### [What the task asks]
Below are the records. Restate word for word every line from the one that contains "Indicate a point on each instance of the red" through the final line, both included.

┄┄┄┄┄┄┄┄┄┄┄┄┄┄┄┄┄┄┄┄

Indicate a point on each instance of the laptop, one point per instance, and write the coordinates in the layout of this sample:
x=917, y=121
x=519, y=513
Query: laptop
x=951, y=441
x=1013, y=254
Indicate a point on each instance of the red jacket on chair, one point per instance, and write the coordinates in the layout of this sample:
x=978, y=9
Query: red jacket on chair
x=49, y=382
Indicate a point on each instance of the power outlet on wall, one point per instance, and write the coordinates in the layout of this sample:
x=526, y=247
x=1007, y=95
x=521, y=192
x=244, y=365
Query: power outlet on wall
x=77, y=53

┄┄┄┄┄┄┄┄┄┄┄┄┄┄┄┄┄┄┄┄

### [Output of the task]
Indicate a point on each instance of the red jacket on chair, one point per instance, and write the coordinates in the layout of this sample:
x=978, y=9
Query: red jacket on chair
x=49, y=382
Indicate a point on each instance of the power outlet on wall, one point per instance, and write the coordinates in the layout of this sample:
x=526, y=247
x=1007, y=95
x=521, y=192
x=244, y=365
Query: power outlet on wall
x=77, y=53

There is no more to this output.